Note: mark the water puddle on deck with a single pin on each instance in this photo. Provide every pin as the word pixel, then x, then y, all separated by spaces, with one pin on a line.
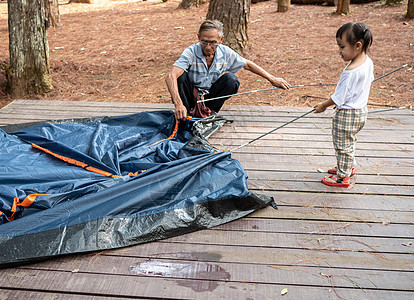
pixel 203 276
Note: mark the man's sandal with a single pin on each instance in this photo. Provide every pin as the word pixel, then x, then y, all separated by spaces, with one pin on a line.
pixel 332 180
pixel 333 171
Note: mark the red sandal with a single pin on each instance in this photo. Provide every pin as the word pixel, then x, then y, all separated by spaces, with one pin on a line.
pixel 342 182
pixel 333 171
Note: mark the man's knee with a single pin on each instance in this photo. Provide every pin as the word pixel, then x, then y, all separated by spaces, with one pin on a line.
pixel 183 79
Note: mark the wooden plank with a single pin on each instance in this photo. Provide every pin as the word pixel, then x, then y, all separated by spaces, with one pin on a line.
pixel 304 241
pixel 232 143
pixel 236 108
pixel 340 201
pixel 258 150
pixel 14 293
pixel 332 227
pixel 273 255
pixel 403 138
pixel 342 215
pixel 230 273
pixel 133 286
pixel 294 163
pixel 395 180
pixel 355 188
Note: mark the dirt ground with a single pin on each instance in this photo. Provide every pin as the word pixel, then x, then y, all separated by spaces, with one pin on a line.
pixel 121 50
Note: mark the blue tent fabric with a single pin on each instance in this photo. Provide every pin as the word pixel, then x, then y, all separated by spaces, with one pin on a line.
pixel 157 187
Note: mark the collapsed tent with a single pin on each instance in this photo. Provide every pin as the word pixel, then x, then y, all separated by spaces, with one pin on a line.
pixel 83 185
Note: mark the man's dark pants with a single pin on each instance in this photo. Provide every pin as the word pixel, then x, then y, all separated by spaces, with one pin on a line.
pixel 226 84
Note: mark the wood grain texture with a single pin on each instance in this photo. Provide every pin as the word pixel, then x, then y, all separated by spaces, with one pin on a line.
pixel 322 243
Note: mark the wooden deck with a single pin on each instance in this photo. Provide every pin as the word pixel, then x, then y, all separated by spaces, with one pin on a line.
pixel 322 243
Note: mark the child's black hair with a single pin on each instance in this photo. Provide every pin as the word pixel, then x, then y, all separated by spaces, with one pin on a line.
pixel 355 32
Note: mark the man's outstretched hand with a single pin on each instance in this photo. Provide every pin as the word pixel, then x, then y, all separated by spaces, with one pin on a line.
pixel 180 112
pixel 279 82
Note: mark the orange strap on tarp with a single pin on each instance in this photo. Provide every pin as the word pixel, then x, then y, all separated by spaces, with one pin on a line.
pixel 173 133
pixel 76 162
pixel 25 203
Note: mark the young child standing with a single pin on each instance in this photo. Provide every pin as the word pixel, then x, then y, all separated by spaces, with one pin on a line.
pixel 350 98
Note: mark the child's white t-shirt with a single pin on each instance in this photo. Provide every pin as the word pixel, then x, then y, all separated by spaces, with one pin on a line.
pixel 352 90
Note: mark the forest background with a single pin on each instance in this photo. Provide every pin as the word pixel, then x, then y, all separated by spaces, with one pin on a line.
pixel 121 51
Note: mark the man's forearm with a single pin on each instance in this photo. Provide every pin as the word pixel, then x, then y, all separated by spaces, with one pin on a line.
pixel 173 89
pixel 252 67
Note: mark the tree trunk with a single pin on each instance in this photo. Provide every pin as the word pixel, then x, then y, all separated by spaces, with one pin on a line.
pixel 283 5
pixel 52 13
pixel 343 7
pixel 234 14
pixel 29 49
pixel 188 4
pixel 410 10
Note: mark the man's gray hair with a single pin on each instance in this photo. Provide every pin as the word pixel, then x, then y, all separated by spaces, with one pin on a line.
pixel 212 24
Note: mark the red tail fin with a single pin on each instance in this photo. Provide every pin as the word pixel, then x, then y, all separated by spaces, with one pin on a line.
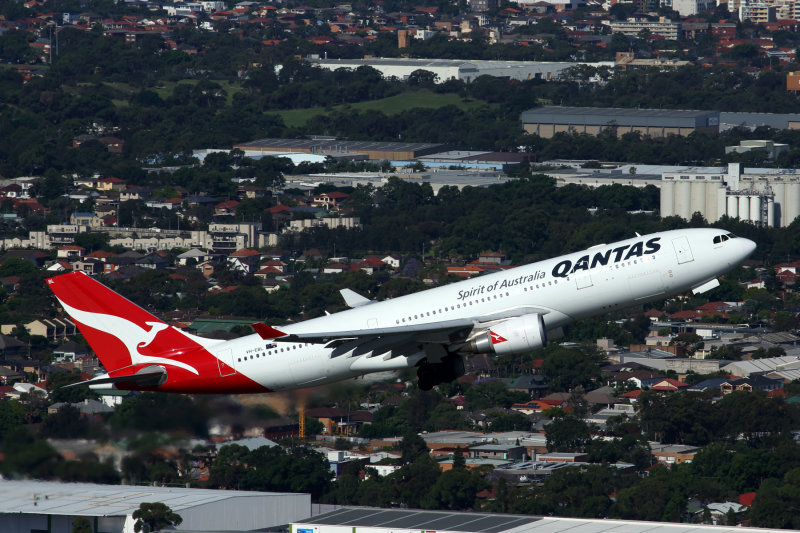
_ _ _ _ _
- [Given exercise]
Turn the rows, from the very first line through the line containing "pixel 183 79" (inclusive), into a numbered list with blank lines omitted. Leave the pictures out of the list.

- [Result of the exercise]
1. Note: mark the water puddle on deck with a single pin on each instance in this photo. Provide every pin as the word pixel, then x, then y, all separated by spaces, with one pin on a line.
2. pixel 203 276
3. Note: mark the man's sandal with a single pin on each instance in this photo. Provide every pin as the word pixel, then x, then y, all separated by spaces, with one pin on a line.
4. pixel 332 180
5. pixel 333 171
6. Note: mark the red sandal with a single pin on each instance in this photo. Provide every pin as the word pixel, then x, then y, all separated by spaces, with one pin on a line.
7. pixel 342 182
8. pixel 333 171
9. Note: mark the man's knee with a single pin on each instance in this photo. Provide every pin as the word pixel, then x, then y, all separated by spaces, with one pin on a line.
10. pixel 183 79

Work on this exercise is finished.